───── Data supplied ─────

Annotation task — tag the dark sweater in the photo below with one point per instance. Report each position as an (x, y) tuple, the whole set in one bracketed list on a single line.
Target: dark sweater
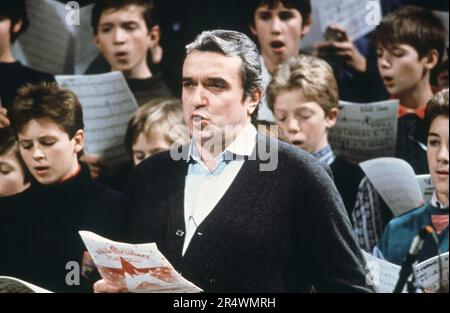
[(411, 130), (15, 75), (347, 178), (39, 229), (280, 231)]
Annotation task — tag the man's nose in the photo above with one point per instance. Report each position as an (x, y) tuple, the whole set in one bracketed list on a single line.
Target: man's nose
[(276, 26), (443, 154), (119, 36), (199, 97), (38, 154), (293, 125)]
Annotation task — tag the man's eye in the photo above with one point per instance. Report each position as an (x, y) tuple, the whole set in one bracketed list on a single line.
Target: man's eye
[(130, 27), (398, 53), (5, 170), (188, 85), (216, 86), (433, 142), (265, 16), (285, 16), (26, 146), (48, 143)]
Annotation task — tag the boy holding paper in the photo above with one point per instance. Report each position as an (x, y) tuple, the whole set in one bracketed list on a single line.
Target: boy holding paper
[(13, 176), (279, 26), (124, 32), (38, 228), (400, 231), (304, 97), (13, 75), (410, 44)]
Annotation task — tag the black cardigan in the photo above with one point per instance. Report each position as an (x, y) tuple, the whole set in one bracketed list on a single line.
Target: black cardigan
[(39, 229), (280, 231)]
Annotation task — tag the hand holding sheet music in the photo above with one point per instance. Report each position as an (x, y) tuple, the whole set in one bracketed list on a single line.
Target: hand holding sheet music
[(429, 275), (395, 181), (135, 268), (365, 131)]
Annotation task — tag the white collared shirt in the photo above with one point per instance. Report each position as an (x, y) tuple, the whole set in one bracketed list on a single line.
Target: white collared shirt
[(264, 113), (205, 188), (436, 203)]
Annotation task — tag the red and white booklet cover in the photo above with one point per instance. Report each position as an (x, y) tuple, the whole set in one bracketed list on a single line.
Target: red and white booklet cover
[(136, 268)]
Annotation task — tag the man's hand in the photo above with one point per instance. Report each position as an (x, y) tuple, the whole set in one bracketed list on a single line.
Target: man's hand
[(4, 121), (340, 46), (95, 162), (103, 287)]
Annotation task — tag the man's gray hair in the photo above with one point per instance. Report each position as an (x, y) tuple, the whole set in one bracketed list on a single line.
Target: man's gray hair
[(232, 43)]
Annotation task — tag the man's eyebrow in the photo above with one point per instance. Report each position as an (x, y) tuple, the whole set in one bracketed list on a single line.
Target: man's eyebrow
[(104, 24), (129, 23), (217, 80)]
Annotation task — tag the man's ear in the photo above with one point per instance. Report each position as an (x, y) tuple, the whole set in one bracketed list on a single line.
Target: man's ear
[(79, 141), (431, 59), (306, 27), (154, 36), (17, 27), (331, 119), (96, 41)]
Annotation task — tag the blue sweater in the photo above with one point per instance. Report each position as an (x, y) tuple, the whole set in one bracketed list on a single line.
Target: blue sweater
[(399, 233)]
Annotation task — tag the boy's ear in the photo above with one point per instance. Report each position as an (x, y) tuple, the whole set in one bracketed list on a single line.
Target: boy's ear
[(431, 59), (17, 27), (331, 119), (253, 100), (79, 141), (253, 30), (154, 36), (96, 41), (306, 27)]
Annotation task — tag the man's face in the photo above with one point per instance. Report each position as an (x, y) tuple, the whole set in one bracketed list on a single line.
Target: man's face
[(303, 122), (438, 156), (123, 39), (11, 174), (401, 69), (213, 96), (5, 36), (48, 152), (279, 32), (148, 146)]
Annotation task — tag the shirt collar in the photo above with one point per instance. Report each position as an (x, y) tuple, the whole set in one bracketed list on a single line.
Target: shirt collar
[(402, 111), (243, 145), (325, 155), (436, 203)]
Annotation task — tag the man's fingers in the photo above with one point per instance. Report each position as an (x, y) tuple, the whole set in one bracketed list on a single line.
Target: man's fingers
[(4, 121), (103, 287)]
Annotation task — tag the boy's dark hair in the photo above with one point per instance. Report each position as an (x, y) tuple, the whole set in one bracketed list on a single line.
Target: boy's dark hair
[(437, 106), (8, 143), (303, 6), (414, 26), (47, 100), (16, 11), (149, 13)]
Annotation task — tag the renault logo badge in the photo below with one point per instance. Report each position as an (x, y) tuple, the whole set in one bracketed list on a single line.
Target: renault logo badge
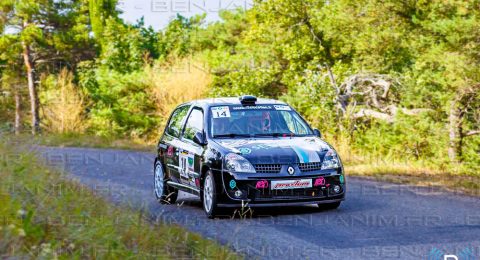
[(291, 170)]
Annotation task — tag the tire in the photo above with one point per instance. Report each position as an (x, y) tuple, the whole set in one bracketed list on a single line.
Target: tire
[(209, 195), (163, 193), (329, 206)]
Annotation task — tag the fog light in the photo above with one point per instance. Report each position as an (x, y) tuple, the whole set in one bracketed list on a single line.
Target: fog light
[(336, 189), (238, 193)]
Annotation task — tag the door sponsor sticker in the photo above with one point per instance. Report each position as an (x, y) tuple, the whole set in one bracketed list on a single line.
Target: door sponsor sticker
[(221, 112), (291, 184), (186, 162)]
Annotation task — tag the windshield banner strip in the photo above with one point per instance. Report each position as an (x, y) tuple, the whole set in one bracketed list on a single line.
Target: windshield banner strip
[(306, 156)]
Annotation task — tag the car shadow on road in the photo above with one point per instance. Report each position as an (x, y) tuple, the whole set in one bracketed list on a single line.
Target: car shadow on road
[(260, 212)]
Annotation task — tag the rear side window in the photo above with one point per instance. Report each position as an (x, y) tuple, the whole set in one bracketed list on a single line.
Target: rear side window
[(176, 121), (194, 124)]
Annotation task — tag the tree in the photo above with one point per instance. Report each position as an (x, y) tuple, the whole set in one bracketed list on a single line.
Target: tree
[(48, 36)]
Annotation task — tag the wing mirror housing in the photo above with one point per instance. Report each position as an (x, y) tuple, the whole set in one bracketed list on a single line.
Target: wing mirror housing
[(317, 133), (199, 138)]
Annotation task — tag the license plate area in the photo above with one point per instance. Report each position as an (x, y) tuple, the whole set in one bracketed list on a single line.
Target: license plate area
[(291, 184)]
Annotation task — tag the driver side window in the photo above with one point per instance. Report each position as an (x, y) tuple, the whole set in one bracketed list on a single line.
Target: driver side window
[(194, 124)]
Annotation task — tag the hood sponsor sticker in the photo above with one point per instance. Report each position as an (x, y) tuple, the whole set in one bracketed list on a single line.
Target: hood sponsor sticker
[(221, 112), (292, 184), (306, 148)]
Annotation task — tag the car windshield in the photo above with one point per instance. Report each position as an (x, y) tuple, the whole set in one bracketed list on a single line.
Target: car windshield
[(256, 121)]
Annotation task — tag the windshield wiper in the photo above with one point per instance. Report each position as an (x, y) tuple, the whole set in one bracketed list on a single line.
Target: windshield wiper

─────
───── Data supplied ─────

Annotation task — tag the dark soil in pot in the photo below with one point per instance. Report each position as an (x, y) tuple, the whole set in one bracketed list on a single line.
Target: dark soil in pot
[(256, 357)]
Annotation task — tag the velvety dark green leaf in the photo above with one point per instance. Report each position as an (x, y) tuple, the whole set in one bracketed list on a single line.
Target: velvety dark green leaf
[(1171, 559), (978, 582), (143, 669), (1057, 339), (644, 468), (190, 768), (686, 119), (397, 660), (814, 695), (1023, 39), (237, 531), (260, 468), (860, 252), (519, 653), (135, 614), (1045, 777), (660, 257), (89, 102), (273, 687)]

─────

__Directions__.
Reproduce the stretch of lines from the one containing "Annotation task — tag the black" through the one containing "[(39, 229), (280, 231)]", both included, with no changes.

__Complete answer__.
Annotation task — tag the black cardigan in the photo above with one point per instance. Report each position as an (x, y) tuple, the whole set in one bracketed list on a single line.
Target: black cardigan
[(39, 229), (280, 231)]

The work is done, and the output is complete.